Task objective: Update the stretch of the records from the line containing "of the white" through the end of the records by replacing "drop a single pin" with "place one marker" and leaving everything else unchanged. Give back only those lines.
-----
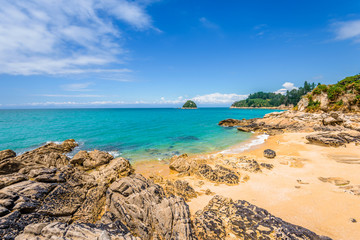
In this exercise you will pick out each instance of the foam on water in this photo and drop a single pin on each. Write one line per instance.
(257, 141)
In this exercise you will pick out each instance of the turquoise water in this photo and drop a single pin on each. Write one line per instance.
(137, 134)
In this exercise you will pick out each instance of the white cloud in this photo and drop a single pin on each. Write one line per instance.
(216, 98)
(347, 30)
(77, 87)
(65, 37)
(288, 86)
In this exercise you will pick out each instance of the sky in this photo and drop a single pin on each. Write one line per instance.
(160, 53)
-----
The completed task:
In this exercise you will pick out each instance of the white cloud in this photo and place one marker on each. Write one line per instance.
(216, 98)
(347, 30)
(77, 87)
(65, 37)
(288, 86)
In this exercise you will pick out each instance of the sky in this photo and place one marker on each. Write one line per instance.
(160, 53)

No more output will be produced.